Extract
Reliable Zero-Shot Classification with the Trustworthy Language Model
In zero-shot classification, we use a Foundation model to classify input data into predefined categories (aka. classes), without having to train this model on a dataset manually annotated with these categories. This utilizes the pre-trained model’s world knowledge to accomplish tasks that would require much more work training classical machine learning models from scratch. The problem with zero-shot classification of text with LLMs is we don’t know which LLM classifications we can trust. Most LLMs are prone to hallucination and will often predict a category even when their world knowledge does not suffice to justify this prediction.
This tutorial demonstrates how you can easily replace any LLM with Cleanlab’s Trustworthy Language Model (TLM) to gauge the trustworthiness of each zero-shot classification, as well as automatically boosting classification accuracy. Use TLM to ensure reliable classification where you identify which model predictions cannot be trusted. This can be useful for automated data labeling, by revealing which subset of the data can be confidently handled by the LLM vs. which data requires human annotation.

Your assignment
Please copy out the text on zero-shot classification in full, word for word. The entries come from a separate source unrelated to the text on zero-shot classification.

Natural-language descriptions of regions
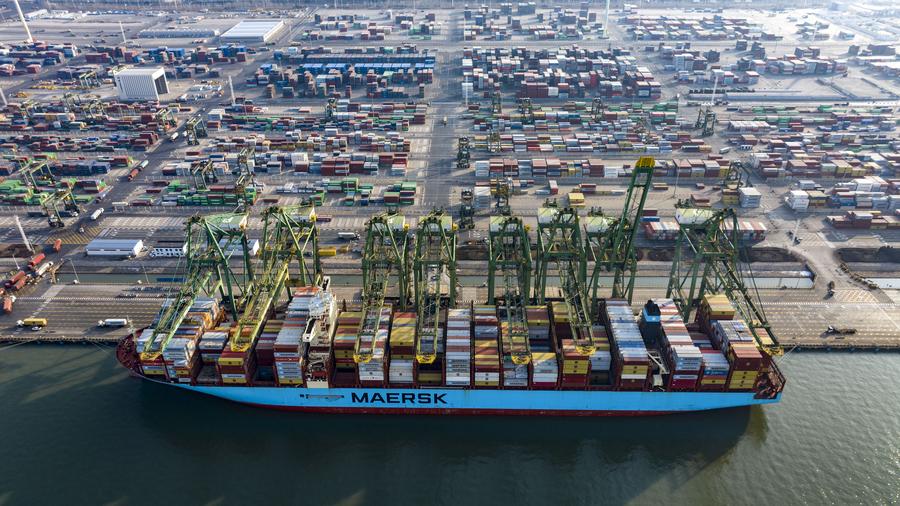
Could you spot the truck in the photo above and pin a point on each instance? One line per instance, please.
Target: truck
(37, 259)
(34, 323)
(42, 269)
(113, 322)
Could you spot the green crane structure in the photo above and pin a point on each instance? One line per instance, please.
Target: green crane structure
(610, 240)
(434, 260)
(289, 234)
(194, 130)
(707, 261)
(509, 257)
(462, 154)
(61, 197)
(203, 173)
(385, 257)
(526, 109)
(706, 121)
(210, 243)
(560, 249)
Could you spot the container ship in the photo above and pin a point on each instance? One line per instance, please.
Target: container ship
(268, 331)
(304, 360)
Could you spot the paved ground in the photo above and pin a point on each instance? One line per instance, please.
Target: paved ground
(798, 315)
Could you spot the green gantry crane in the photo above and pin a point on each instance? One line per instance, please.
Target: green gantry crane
(434, 260)
(526, 109)
(210, 243)
(707, 261)
(561, 249)
(289, 233)
(706, 121)
(610, 240)
(385, 257)
(462, 154)
(509, 257)
(194, 130)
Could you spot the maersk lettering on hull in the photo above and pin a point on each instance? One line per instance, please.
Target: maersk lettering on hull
(449, 401)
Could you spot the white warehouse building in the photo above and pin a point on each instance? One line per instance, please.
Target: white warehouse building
(141, 83)
(114, 247)
(254, 30)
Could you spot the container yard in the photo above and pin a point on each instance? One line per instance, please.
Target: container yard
(529, 213)
(479, 112)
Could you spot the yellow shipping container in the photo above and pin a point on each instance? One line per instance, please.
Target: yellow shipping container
(231, 361)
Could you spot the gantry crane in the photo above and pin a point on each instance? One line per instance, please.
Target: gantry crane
(434, 262)
(560, 248)
(466, 210)
(289, 233)
(462, 154)
(509, 257)
(502, 188)
(165, 120)
(597, 110)
(61, 197)
(330, 109)
(526, 109)
(610, 240)
(194, 130)
(246, 176)
(707, 261)
(385, 257)
(496, 104)
(210, 242)
(706, 120)
(203, 173)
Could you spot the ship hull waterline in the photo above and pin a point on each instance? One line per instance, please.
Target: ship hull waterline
(447, 401)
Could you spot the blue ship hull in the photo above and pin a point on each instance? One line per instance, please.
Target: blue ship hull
(479, 402)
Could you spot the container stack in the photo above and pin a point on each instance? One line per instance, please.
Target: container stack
(403, 350)
(211, 345)
(738, 344)
(749, 197)
(544, 366)
(458, 354)
(600, 359)
(432, 374)
(290, 349)
(265, 350)
(576, 366)
(684, 360)
(714, 307)
(371, 373)
(344, 344)
(181, 359)
(633, 363)
(715, 371)
(487, 352)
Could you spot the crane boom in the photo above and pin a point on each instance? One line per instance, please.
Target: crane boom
(510, 257)
(385, 256)
(434, 258)
(288, 233)
(707, 261)
(611, 239)
(560, 244)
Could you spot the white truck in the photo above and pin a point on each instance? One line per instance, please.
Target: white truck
(113, 322)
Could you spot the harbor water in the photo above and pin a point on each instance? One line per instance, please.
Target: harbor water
(78, 430)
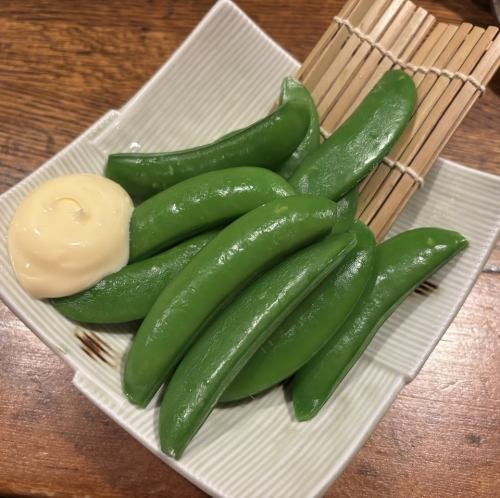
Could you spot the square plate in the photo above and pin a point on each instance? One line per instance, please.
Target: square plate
(226, 75)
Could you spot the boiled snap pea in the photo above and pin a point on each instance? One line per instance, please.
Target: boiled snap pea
(200, 203)
(401, 264)
(237, 254)
(229, 341)
(267, 143)
(311, 324)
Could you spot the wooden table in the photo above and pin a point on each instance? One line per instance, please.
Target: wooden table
(63, 64)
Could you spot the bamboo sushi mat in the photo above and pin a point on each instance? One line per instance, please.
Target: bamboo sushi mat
(450, 65)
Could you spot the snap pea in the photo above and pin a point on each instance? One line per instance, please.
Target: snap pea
(401, 264)
(240, 251)
(129, 293)
(360, 143)
(294, 91)
(346, 211)
(267, 143)
(200, 203)
(313, 322)
(229, 341)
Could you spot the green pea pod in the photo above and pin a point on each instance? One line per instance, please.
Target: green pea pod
(309, 327)
(267, 143)
(360, 143)
(199, 203)
(401, 264)
(224, 266)
(294, 91)
(346, 211)
(230, 340)
(129, 293)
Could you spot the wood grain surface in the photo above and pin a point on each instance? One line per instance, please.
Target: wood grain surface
(63, 64)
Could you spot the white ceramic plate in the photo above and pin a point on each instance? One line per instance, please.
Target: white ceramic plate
(226, 75)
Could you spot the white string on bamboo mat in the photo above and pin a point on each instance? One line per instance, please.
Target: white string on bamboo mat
(405, 170)
(408, 65)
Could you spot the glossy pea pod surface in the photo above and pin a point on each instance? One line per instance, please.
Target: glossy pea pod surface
(294, 91)
(200, 203)
(238, 253)
(267, 143)
(346, 211)
(402, 263)
(311, 324)
(360, 143)
(230, 340)
(130, 293)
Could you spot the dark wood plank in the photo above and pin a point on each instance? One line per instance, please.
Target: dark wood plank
(62, 65)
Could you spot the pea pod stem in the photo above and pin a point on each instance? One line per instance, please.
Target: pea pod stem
(402, 263)
(228, 342)
(224, 266)
(200, 203)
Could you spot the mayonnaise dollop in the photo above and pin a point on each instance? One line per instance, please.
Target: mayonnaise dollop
(69, 233)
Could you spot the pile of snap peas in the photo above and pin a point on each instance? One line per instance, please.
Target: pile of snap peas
(247, 266)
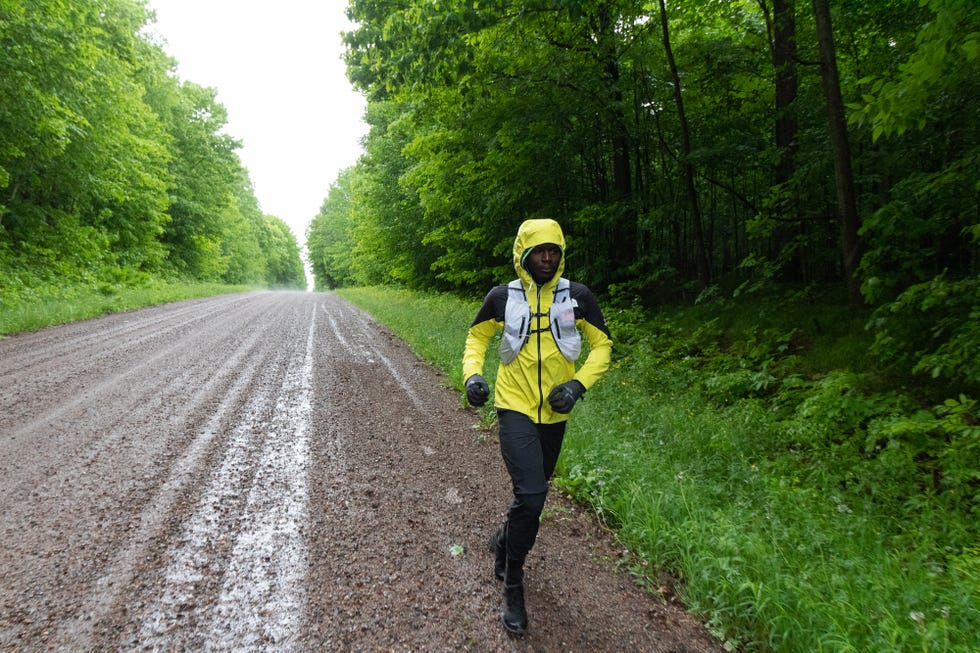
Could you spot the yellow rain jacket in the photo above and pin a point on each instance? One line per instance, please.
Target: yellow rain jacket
(523, 384)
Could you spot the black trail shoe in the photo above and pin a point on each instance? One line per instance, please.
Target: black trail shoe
(514, 616)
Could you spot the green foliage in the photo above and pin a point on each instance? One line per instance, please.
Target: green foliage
(800, 519)
(29, 304)
(110, 168)
(931, 333)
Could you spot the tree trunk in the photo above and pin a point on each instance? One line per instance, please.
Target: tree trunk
(843, 175)
(701, 254)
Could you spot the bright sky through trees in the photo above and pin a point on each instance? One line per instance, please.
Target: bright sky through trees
(278, 72)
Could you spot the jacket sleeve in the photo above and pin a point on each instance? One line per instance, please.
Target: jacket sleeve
(479, 334)
(592, 324)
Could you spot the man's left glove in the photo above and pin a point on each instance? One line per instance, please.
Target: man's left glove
(477, 390)
(563, 397)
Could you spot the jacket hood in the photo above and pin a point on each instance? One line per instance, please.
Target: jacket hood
(531, 234)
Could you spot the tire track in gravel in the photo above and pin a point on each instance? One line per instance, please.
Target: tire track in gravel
(273, 472)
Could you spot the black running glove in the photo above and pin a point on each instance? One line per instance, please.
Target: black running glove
(477, 390)
(563, 397)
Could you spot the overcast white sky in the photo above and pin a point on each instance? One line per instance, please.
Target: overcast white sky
(279, 73)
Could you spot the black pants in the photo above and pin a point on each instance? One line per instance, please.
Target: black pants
(530, 453)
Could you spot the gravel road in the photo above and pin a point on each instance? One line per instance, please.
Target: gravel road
(274, 472)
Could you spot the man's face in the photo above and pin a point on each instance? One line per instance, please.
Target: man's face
(542, 262)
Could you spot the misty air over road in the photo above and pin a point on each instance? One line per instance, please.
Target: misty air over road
(273, 471)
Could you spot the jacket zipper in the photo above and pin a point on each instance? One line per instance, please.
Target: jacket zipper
(540, 367)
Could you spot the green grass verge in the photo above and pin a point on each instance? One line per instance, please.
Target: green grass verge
(770, 547)
(41, 306)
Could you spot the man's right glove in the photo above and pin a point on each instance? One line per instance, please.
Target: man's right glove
(477, 390)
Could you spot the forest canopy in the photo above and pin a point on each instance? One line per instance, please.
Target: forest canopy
(112, 169)
(681, 145)
(688, 149)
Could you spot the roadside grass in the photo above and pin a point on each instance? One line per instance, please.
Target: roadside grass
(36, 307)
(691, 459)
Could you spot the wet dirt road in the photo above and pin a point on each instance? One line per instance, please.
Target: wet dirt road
(272, 472)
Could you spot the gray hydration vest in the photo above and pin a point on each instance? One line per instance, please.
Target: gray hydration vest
(561, 317)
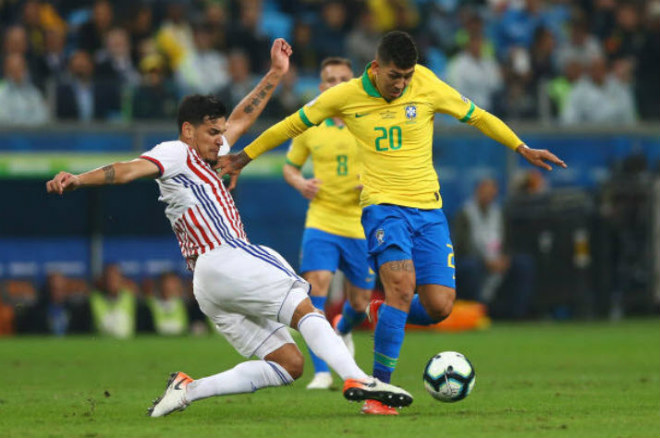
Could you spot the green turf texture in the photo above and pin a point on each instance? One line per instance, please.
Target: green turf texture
(533, 380)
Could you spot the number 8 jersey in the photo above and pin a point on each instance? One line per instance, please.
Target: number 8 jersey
(333, 149)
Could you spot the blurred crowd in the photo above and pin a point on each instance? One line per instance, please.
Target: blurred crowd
(571, 62)
(114, 306)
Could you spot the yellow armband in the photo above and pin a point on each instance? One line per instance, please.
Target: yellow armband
(276, 135)
(494, 128)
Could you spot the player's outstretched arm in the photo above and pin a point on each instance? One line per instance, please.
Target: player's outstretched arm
(496, 129)
(248, 109)
(115, 173)
(307, 187)
(540, 157)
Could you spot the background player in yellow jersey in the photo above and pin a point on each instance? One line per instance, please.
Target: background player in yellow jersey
(333, 236)
(390, 110)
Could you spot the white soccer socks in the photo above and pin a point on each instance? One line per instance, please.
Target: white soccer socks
(245, 377)
(325, 343)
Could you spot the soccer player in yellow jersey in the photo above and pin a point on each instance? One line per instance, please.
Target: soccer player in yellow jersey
(390, 111)
(333, 236)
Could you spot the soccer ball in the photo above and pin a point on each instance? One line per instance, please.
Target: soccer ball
(449, 376)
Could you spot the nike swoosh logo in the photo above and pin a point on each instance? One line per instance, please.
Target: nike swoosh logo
(178, 385)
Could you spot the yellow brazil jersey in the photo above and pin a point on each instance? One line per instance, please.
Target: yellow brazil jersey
(395, 137)
(333, 149)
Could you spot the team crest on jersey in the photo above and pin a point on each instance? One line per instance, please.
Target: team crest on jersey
(380, 236)
(411, 112)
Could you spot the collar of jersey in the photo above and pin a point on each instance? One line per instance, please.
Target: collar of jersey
(371, 89)
(330, 122)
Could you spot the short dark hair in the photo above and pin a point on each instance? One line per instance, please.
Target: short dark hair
(336, 60)
(397, 47)
(196, 108)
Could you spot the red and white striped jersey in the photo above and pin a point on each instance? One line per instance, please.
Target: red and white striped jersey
(199, 207)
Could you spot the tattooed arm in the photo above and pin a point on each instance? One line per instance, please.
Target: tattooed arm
(115, 173)
(248, 109)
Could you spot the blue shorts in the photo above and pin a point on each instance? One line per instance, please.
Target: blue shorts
(403, 233)
(323, 251)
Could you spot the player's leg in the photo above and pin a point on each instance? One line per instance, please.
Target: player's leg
(389, 238)
(280, 362)
(359, 283)
(319, 259)
(320, 337)
(433, 255)
(320, 283)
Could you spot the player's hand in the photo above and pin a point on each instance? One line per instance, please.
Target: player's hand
(309, 188)
(279, 56)
(63, 182)
(540, 157)
(232, 164)
(233, 180)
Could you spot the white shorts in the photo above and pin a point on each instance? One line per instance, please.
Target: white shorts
(250, 292)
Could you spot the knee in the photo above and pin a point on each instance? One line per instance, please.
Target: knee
(442, 305)
(359, 300)
(294, 364)
(401, 288)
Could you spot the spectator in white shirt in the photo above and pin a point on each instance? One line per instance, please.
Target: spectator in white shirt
(477, 75)
(600, 97)
(203, 69)
(22, 103)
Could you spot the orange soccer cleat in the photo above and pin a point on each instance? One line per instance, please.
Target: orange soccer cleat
(374, 407)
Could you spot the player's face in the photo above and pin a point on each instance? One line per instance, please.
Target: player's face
(391, 80)
(333, 75)
(207, 138)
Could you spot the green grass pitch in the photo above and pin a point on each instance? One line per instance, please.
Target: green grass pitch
(533, 380)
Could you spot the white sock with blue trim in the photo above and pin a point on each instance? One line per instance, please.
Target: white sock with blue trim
(245, 377)
(325, 343)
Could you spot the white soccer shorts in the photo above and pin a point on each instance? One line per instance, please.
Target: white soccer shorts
(250, 292)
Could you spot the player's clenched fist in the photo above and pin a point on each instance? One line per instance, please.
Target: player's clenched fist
(62, 182)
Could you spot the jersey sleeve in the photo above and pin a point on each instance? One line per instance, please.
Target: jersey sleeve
(225, 148)
(298, 151)
(327, 104)
(449, 101)
(168, 156)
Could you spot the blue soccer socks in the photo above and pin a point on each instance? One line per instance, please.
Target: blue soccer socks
(350, 318)
(417, 314)
(388, 335)
(319, 365)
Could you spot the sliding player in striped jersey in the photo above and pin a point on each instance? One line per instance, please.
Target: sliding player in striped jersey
(390, 110)
(249, 291)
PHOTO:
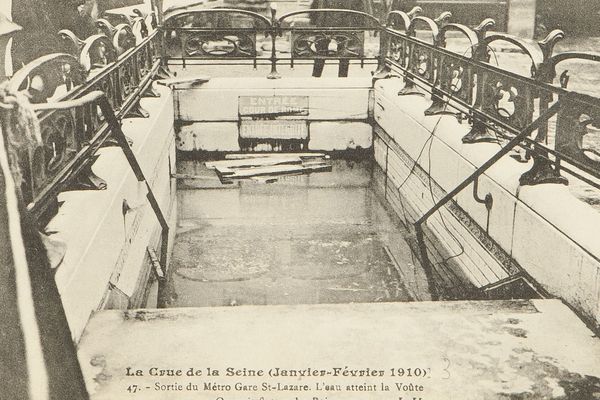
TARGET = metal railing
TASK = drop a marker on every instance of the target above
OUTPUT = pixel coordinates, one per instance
(316, 34)
(121, 62)
(123, 57)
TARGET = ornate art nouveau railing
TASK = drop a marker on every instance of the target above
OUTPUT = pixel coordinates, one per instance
(120, 61)
(231, 34)
(498, 103)
(124, 56)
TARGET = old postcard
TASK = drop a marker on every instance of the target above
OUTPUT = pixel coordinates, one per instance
(299, 199)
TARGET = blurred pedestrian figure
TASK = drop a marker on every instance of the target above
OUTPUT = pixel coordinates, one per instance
(333, 19)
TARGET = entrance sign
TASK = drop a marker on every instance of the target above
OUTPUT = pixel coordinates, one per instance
(272, 129)
(267, 106)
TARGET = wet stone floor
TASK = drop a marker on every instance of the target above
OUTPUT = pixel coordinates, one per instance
(306, 239)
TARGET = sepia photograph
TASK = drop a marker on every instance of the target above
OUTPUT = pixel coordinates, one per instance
(300, 199)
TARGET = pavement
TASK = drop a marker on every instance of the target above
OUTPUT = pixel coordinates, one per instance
(517, 349)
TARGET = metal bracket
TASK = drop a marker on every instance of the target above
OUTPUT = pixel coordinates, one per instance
(383, 72)
(163, 72)
(410, 88)
(488, 200)
(159, 273)
(88, 180)
(137, 111)
(150, 92)
(480, 133)
(542, 172)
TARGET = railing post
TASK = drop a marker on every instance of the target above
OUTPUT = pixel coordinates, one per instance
(418, 225)
(479, 131)
(542, 170)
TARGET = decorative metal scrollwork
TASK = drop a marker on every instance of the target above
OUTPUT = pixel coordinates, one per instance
(316, 44)
(58, 136)
(578, 131)
(206, 44)
(456, 78)
(507, 100)
(47, 76)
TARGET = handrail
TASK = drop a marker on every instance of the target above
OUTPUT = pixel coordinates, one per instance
(99, 99)
(71, 134)
(473, 178)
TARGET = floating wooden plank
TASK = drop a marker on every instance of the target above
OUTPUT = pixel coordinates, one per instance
(278, 170)
(241, 156)
(252, 162)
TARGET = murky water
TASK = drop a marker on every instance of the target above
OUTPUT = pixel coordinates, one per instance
(319, 238)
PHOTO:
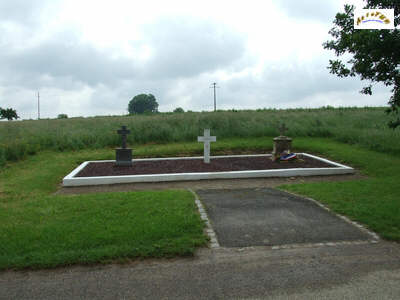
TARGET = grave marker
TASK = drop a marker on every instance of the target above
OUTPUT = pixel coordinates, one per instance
(123, 155)
(206, 139)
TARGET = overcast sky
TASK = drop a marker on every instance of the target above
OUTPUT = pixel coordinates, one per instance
(91, 57)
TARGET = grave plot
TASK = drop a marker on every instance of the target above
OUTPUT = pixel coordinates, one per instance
(281, 163)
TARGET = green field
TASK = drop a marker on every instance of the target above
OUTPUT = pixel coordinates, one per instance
(39, 228)
(364, 126)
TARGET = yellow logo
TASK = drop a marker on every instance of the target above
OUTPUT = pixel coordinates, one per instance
(373, 17)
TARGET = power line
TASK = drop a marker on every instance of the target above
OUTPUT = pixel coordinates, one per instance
(38, 106)
(214, 86)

Result of this exercise
Reliable Zero-Shot Classification with the Trustworthy Language Model
In zero-shot classification, we use a Foundation model to classify input data into predefined categories (aka. classes), without having to train this model on a dataset manually annotated with these categories. This utilizes the pre-trained model’s world knowledge to accomplish tasks that would require much more work training classical machine learning models from scratch. The problem with zero-shot classification of text with LLMs is we don’t know which LLM classifications we can trust. Most LLMs are prone to hallucination and will often predict a category even when their world knowledge does not suffice to justify this prediction.
This tutorial demonstrates how you can easily replace any LLM with Cleanlab’s Trustworthy Language Model (TLM) to gauge the trustworthiness of each zero-shot classification, as well as automatically boosting classification accuracy. Use TLM to ensure reliable classification where you identify which model predictions cannot be trusted. This can be useful for automated data labeling, by revealing which subset of the data can be confidently handled by the LLM vs. which data requires human annotation.